TEXT:
····················
By Thomas C. Fleming

[Reprinted from Issues & Views Spring 1998]

In past issues we have written about the thousands of resourceful black men who, even before the official end of slavery, took the necessary initiatives to use their skills to uplift their families and communities. Applying their wits and talents, they founded small businesses and enterprises of all kinds. Thomas Fleming was among those other thousands who excelled in the service occupations. These men took pride in their employment, however humble, and learned to make virtue out of necessity. Skilled or unskilled, black men found work where they could or created work for themselves when others would not.

*

Thomas FlemingIn the glory days of travel, steam locomotives hauled luxurious passenger trains such as the Broadway Limited, operated by the Pennsylvania Railroad, and the rival Twentieth Century Limited of the New York Central Railroad. Both were overnights between Chicago and New York City.

The 1920s was an age of opulence, in which many rail lines operated super luxury trains that guaranteed their well-heeled passengers the same amenities as any fine hotel--a beauty parlor, barber shop, library and on-board secretary.

Black men and women played servant roles for the more affluent members of white society. In my five years as a cook on the railroad, I never saw a white waiter or white porter, and only one white chef, but I heard they had some white waiters and cooks on the northern route, those lines between Chicago, Minneapolis, Portland and Seattle.

The rail lines were at one time the biggest employers of blacks in the nation. This work force was further enlarged by the number of black males who worked as redcap porters at terminals in all cities of medium and large size. Seattle was the only city where I saw redcaps who were white.

*

All of the fast luxury trains used sleeping cars, club cars and observation cars, that were manufactured by the Pullman Company. That company operated its own cars, and hired the Pullman porters and other attendants.

The club cars had a gentleman's lounge where men could smoke their fat cigars and order drinks. They had a little section where maids took care of the needs of women, and I think there was a shower for the passengers. The observation cars had a platform on the rear, with chairs for anyone who wished to have an outside-the-car look at the country as the train sped toward its destination.

Some ultra-rich folks bought exquisite private cars, and hired their own crews to take care of the owners, their families and friends. The private cars had a cook and a waiter, a small kitchen and dining room, an observation platform, and compartments for the travelers to sleep at night. The Twentieth Century Limited, which ran 961 miles overnight between New York City and Chicago, offered some of the most luxurious accommodations of any rail line in the country.

There was a steady contest between the rival carriers as to the speed with which the luxury passengers could travel between Chicago and New York, and other cities. In the late 1930s, when the new streamliners were introduced, the Southern Pacific, Union Pacific and Santa Fe all shouted that their fast trains took 39 hours to travel from California to Chicago. For every hour past the slated time, passengers would be reimbursed one dollar.

*

Around 1930, I made about four trips as a cook on one of those luxury trains, the Overland Limited, which ran between Oakland and Chicago. It was one of the premier passenger trains in the nation. One-third of the club car was a dormitory car with bunks, where the dining car crew had sleeping quarters. On trains with no dormitory car, you took the tables down in the dining car and laid them across four chairs, and put mattresses across them, sometimes air mattresses. They provided us with sheets, blankets and pillows.
····················
INFORMATION SHOWN:

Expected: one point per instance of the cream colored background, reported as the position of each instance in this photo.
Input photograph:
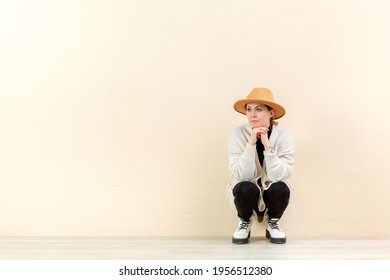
(114, 115)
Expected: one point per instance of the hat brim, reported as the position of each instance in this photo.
(239, 106)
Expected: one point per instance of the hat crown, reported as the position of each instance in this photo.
(262, 94)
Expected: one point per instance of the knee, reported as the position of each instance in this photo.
(279, 189)
(245, 189)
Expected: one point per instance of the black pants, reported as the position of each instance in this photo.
(247, 195)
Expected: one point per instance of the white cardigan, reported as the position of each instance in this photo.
(244, 163)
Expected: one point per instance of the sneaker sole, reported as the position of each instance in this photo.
(275, 240)
(241, 240)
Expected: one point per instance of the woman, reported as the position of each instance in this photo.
(261, 157)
····················
TO DO:
• A. Write out the passage of the luxury-train text from "The rail lines" to "who were white." with no changes.
• B. Turn the entries that follow the luxury-train text into a numbered list, skipping any blank lines and leaving out the picture.

OUTPUTS:
• A.
The rail lines were at one time the biggest employers of blacks in the nation. This work force was further enlarged by the number of black males who worked as redcap porters at terminals in all cities of medium and large size. Seattle was the only city where I saw redcaps who were white.

• B.
1. Expected: one point per instance of the cream colored background, reported as the position of each instance in this photo.
2. Input photograph:
3. (114, 115)
4. Expected: one point per instance of the hat brim, reported as the position of each instance in this photo.
5. (239, 106)
6. Expected: one point per instance of the hat crown, reported as the position of each instance in this photo.
7. (262, 94)
8. Expected: one point per instance of the knee, reported as the position of each instance in this photo.
9. (279, 189)
10. (245, 189)
11. Expected: one point per instance of the black pants, reported as the position of each instance in this photo.
12. (247, 195)
13. Expected: one point per instance of the white cardigan, reported as the position of each instance in this photo.
14. (244, 163)
15. Expected: one point per instance of the sneaker sole, reported as the position of each instance in this photo.
16. (275, 240)
17. (241, 240)
18. Expected: one point per instance of the woman, reported as the position of each instance in this photo.
19. (261, 157)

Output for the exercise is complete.